Extract to read:
The shorter the term the greater amount of capital you are going to need to make a profit and with less room for mistakes 

Probably the safest route is position/trend trading to kick off with --- here you are simply hicking a ride on a realitively safe stock for a while --- whilst you disipline yourself to impose "stop losses " etc --- then move onto position / breakout --- here you are planning to hop onto the move a lot earlier and ride it
as it changes into a trend trade 

Stan Weinstan's book is an  introduction to position trading followed by:
Guppy's "Share Trading " as a intro to WHAT trading actually is !
Guppy's "Trend Trading " excellent follow on -- read and uderstand this and you would probably be in a position to place your first trade

Then carry on with Leon Wilson's 3 books which carry through the whole process from beginning to end ---- the last is a bit heavy though

These 6 books all compliment each other and each carries on where the other  left off .

Bedford's "candlsticks" is a good read But Candles are short term only.

If you do go ahead your probably better to kick off with  CFDs -- IJ markets are not to bad but advoid CMC ----With CFDs there is no min parcel so whilst you are getting your act together  you could just buy $100 worth (total NOT margin) --- pay the commision & int out your pocket  ---- you won't LEARN untill you actually put CASH @ risk --- forget paper trading, its all about YOU
not the method you are using!

Cheers


----------



## Magdoran (24 June 2006)

Hello makeorbrake,



Welcome to the wonderful world of technical analysis!

Ok, now you’ve asked about texts on this subject, you’re going to get a deluge of suggestions on this thread, and you’re going to have to wade through all the materials to figure out what works for you, and hear conflicting points of view.

I’ll let you into a little secret; most of the works available on technical analysis are poor.  Some are even worse than that, in my opinion.  But if you want to start somewhere, figure out if you really want to read charts and interpret them, or if you want to punch numbers into a machine and for it to tell you when to enter and when to exit.

If you want to really become proficient at interpreting charts and have the time to do so, let me offer an alternative path – but please note that these are my personal experiences, and you may find what works for you is quite different to what works for me, so it’s up to you.  There is some powerful material out there, but it’s not commonly known, and you probably really need to work the basics out first.

With all due respect to MichaelD and coyotte, I thought Bedford and Tate were kindergarten material, and actually not a good starting point.  I do agree Van Tharp’s book is excellent as a starting book on dealing with trading, but it doesn’t go into technical analysis.

If you’re talking candlesticks, Stephen Bigalow’s book “Profitable Candlestick Trading” eats Bedford’s candlestick approach for breakfast.

If you’re talking nuts and bolts technical analysis concepts, Jack Schwager’s various books (try “Getting Started in Technical Analysis”) is not a bad place to start either (eats Tate for breakfast too).  I’ve moved on way ahead from this now and discount a lot of the material, but it’s ok to get a feel for this area, just don’t take it as gospel, it certainly isn’t, but it’s streets ahead of the the other texts mentioned.

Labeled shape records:

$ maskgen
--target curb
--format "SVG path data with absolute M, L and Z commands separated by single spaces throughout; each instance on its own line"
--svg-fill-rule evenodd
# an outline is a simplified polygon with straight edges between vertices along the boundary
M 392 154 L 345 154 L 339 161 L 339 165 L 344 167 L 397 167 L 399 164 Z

Written tasks:
1. In the forum thread on trading books, which book by Stephen Bigalow is named as better than Bedford's candlestick approach?
2. Go on with the forum thread on trading books, starting after its last sentence.
The records have no connection to the text.

Answers provided:
1. "Profitable Candlestick Trading"

2.
If you want concepts in Elliott wave, you can’t go past Prechter and Frost - this is an excellent work on wave structures (I haven’t read Nick Radge’s books, but apparently they have a good reputation in many professional trading circles).

Also, I didn’t think much of Guppy, I think he’s overrated, probably ok for a beginner; I do have his books on my shelf, but really disagree with many of his concepts now, which took me a while to unlearn some key concepts.  He’s also allied with Dr Alexander Elder of “Come into my trading Room” and “Trading for a Living” fame – very overrated in my view – actually quite damaging in some cases – compare and contrast with Douglas for a start, let alone the poor T/A.

If you want the killer book on Psychology a must read is Mark Douglas’ book “Trading in the Zone” (also, Ari Kiev’s book of the same name is a reasonable read too, but after Douglas, and certain elements of it are a waste of time, but there are some good bits worth reading).  These are however not technical analysis books, but ally quite well with the psychological aspects of trading.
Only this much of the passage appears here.